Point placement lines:
__________

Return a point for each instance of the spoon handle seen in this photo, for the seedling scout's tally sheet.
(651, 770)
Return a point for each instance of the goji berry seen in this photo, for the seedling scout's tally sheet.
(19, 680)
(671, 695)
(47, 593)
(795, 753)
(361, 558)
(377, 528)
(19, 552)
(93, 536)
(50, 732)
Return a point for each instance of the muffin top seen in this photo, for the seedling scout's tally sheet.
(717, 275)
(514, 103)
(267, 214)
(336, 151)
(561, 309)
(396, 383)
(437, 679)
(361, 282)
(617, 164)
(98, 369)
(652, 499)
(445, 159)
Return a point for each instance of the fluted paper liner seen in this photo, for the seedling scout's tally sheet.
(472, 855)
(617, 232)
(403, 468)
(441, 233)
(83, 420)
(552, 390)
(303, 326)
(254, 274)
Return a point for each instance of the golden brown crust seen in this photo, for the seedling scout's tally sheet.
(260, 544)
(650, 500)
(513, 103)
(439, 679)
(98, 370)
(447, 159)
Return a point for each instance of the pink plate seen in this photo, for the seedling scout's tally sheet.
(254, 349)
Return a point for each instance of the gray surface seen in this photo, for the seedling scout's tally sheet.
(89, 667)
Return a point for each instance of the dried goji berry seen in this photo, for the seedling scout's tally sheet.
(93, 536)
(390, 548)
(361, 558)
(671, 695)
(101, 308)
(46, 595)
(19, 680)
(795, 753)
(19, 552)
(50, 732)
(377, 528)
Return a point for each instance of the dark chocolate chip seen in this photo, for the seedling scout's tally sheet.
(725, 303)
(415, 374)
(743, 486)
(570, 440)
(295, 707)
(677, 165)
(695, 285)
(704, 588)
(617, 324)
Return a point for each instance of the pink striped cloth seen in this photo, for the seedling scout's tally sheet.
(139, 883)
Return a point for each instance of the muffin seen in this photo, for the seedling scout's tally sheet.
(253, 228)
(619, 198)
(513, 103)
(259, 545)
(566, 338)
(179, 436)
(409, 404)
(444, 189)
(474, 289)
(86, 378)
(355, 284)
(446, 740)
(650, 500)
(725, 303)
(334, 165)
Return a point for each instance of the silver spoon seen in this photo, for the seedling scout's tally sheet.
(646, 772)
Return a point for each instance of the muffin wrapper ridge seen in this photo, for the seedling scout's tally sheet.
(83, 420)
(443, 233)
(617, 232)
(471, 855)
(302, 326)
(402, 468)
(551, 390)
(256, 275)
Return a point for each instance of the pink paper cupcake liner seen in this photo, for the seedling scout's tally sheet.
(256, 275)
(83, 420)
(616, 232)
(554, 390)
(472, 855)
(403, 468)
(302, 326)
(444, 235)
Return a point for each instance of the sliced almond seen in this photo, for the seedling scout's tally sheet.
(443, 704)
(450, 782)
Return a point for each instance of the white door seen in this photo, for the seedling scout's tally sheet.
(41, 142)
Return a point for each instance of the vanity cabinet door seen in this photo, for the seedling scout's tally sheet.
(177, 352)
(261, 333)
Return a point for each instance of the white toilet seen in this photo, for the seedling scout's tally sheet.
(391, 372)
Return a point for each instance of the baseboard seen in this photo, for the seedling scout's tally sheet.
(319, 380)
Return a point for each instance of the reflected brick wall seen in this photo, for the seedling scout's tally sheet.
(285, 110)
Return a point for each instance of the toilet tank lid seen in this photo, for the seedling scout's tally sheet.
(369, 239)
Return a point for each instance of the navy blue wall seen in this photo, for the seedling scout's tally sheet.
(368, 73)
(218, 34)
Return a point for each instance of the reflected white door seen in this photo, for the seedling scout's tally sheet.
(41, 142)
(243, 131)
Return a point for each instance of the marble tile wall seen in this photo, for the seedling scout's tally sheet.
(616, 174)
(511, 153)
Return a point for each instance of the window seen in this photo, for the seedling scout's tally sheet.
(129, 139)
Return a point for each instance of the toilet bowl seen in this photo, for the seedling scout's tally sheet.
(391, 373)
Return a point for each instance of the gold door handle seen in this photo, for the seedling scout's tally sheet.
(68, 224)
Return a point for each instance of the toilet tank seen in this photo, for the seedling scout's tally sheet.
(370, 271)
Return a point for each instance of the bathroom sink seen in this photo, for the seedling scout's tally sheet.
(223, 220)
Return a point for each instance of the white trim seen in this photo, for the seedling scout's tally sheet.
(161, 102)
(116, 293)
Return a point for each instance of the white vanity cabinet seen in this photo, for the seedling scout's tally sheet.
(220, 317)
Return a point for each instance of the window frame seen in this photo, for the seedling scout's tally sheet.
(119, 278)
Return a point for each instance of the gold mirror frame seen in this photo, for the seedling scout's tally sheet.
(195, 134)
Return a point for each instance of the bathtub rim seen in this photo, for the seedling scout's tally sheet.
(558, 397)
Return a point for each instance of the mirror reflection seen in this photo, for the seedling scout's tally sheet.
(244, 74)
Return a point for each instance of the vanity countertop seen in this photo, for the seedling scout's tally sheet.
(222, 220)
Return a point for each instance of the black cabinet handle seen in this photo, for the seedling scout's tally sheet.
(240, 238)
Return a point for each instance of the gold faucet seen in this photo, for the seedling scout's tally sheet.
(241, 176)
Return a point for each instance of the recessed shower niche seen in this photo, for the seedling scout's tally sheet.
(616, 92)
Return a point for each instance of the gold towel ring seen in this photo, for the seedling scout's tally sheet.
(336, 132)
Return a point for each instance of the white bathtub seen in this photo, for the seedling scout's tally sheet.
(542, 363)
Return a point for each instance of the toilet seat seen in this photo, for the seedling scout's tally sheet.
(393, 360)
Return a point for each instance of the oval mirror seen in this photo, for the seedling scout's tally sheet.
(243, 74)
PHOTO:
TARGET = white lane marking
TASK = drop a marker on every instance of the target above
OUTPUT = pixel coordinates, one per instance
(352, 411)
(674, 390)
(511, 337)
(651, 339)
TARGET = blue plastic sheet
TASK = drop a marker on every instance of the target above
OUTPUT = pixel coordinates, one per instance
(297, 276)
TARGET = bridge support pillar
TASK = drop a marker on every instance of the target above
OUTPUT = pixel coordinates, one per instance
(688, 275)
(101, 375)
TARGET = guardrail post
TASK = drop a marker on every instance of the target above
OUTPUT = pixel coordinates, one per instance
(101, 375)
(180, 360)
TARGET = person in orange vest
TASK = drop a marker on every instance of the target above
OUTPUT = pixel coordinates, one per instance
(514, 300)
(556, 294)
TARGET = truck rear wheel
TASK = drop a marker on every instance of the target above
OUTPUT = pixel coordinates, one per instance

__________

WHAT YOU ARE ASKED TO DO:
Return every one of the lines above unchanged, from the first to the last.

THE OUTPUT:
Return a point for each instance of the spoon handle seen in this photo, for the seedling scout's tally sheet.
(651, 770)
Return a point for each instance of the goji berry seen in this photo, for the seedling scout's tally sheet.
(19, 680)
(671, 695)
(47, 593)
(795, 753)
(361, 558)
(377, 528)
(19, 552)
(93, 536)
(50, 732)
Return a point for each instance of the muffin top seen in this photo, for the seedling scout's tally sheet.
(717, 275)
(514, 103)
(267, 214)
(336, 151)
(561, 309)
(396, 383)
(437, 679)
(361, 282)
(617, 164)
(98, 369)
(652, 499)
(445, 159)
Return a point for each instance of the fluted paper liner seen in this photo, for the seedling scout's tally sheet.
(472, 855)
(617, 232)
(403, 468)
(441, 233)
(83, 420)
(552, 390)
(303, 326)
(254, 274)
Return a point for each instance of the golden brown crust seen in this photo, for the seedling scout's tally sheet.
(260, 544)
(650, 500)
(513, 103)
(439, 679)
(98, 370)
(447, 159)
Return a point for each instance of the pink plate seen in this photo, for the seedling scout's tally sheet.
(254, 349)
Return a point for each instance of the gray surface seen in this photo, for the seedling scout's tally sheet.
(89, 667)
Return a point for each instance of the dried goji berry seen in this photo, for the seedling scout's tally sheet.
(93, 536)
(390, 548)
(361, 558)
(671, 695)
(101, 308)
(46, 595)
(19, 680)
(795, 753)
(19, 552)
(50, 732)
(377, 528)
Return a point for each instance of the dark chocolate chip seen in this photo, for the seedling scout's tally sheet.
(725, 303)
(415, 374)
(743, 486)
(570, 440)
(295, 707)
(677, 165)
(695, 285)
(704, 588)
(617, 324)
Return a point for each instance of the pink striped cloth seen in this photo, for the seedling scout's tally sheet.
(139, 883)
Return a point for each instance of the muffin seen in this photo, for the seedling scout's tally sheet.
(253, 228)
(619, 198)
(513, 103)
(259, 545)
(566, 338)
(179, 436)
(409, 404)
(444, 189)
(474, 289)
(86, 378)
(355, 284)
(446, 740)
(650, 500)
(725, 303)
(334, 165)
Return a point for each instance of the silver spoon seen in this photo, for the seedling scout's tally sheet.
(646, 772)
Return a point for each instance of the muffin wrapper ridge seen in this photo, for the seedling scout's tally sheet.
(83, 420)
(443, 233)
(617, 232)
(471, 855)
(302, 326)
(402, 468)
(551, 390)
(256, 275)
Return a point for each instance of the pink paper cupcake liner seen in this photo, for the seedling scout's tally sheet.
(256, 275)
(83, 420)
(616, 232)
(554, 390)
(472, 855)
(403, 468)
(302, 326)
(444, 235)
Return a point for each instance of the sliced almond seen in this photo, for the seedling scout's tally sheet.
(443, 704)
(450, 782)
Return a point for each instance of the white door seen in this photo, for the seedling scout's tally sheet.
(41, 142)
Return a point for each instance of the vanity cabinet door seen in this photo, for the seedling scout's tally sheet.
(177, 352)
(261, 333)
Return a point for each instance of the white toilet seen in this photo, for the seedling scout's tally sheet.
(391, 372)
Return a point for each instance of the baseboard seen in this photo, for the seedling scout's tally sheet.
(319, 380)
Return a point for each instance of the reflected brick wall seen in this photo, for the seedling scout's tally sheet.
(285, 110)
Return a point for each instance of the toilet tank lid seen in this photo, for the seedling scout's tally sheet.
(369, 239)
Return a point for each instance of the navy blue wall seen in this photo, for the seedling scout's tally sheet.
(368, 73)
(218, 34)
Return a point for each instance of the reflected white door seen in this photo, for the seedling scout's tally sheet.
(41, 142)
(243, 131)
Return a point for each instance of the marble tile wall seen in this photo, for the seedling scout's tally sheet.
(616, 174)
(511, 153)
Return a point for each instance of the window seen in this photo, for the seedling scout's tally sheet.
(129, 139)
Return a point for each instance of the toilet bowl seen in this photo, for the seedling scout's tally sheet.
(391, 373)
Return a point for each instance of the gold door handle seen in this photo, for the seedling scout's tally sheet.
(68, 224)
Return a point for each instance of the toilet tank seen in this photo, for the seedling scout's tally sheet.
(370, 271)
Return a point for each instance of the bathroom sink seen in this photo, for the seedling scout's tally sheet.
(223, 220)
Return a point for each instance of the white trim seen in this photo, for the seedling scout's tally sheet.
(161, 102)
(116, 293)
Return a point for each instance of the white vanity cabinet seen in this photo, for the seedling scout's tally sheet.
(220, 317)
Return a point for each instance of the window frame seen in this photo, for the seedling scout's tally sheet.
(119, 278)
Return a point for each instance of the gold mirror frame seen in this photo, for the seedling scout's tally sheet.
(195, 134)
Return a point for each instance of the bathtub rim seen in this photo, for the seedling scout's tally sheet.
(558, 397)
Return a point for each instance of the mirror reflection seen in this photo, for the seedling scout's tally sheet.
(244, 74)
Return a point for each instance of the vanity countertop seen in this photo, for the seedling scout's tally sheet.
(222, 220)
Return a point for each instance of the black cabinet handle seen in this photo, for the seedling scout's tally sheet.
(240, 238)
Return a point for each instance of the gold faucet seen in this photo, for the seedling scout's tally sheet.
(241, 176)
Return a point for each instance of the recessed shower niche seen in this photo, for the seedling scout's tally sheet.
(616, 92)
Return a point for each instance of the gold towel ring seen in this photo, for the seedling scout's tally sheet.
(336, 132)
Return a point for each instance of the white bathtub seen in this photo, for the seedling scout's tally sheet.
(542, 363)
Return a point for each instance of the toilet seat seen in this photo, for the seedling scout's tally sheet.
(393, 360)
Return a point for each instance of the oval mirror seen in this photo, for the seedling scout's tally sheet.
(243, 74)
PHOTO:
TARGET = white lane marking
TASK = drop a marker on every instance of the target above
OUTPUT = pixel coordinates, one per instance
(352, 411)
(674, 390)
(511, 337)
(651, 339)
TARGET = blue plastic sheet
TASK = drop a marker on every instance of the target above
OUTPUT = pixel coordinates, one per instance
(297, 276)
TARGET = bridge support pillar
TASK = drop a marker on every instance of the target above
OUTPUT = pixel coordinates, one per instance
(688, 275)
(101, 375)
TARGET = guardrail post
TASK = drop a marker on every instance of the target above
OUTPUT = pixel coordinates, one per instance
(101, 375)
(180, 360)
TARGET = person in orange vest
TASK = drop a marker on every instance of the target above
OUTPUT = pixel coordinates, one per instance
(514, 300)
(556, 294)
TARGET = truck rear wheel
TASK = drop a marker on every instance of the target above
OUTPUT = pixel coordinates, one per instance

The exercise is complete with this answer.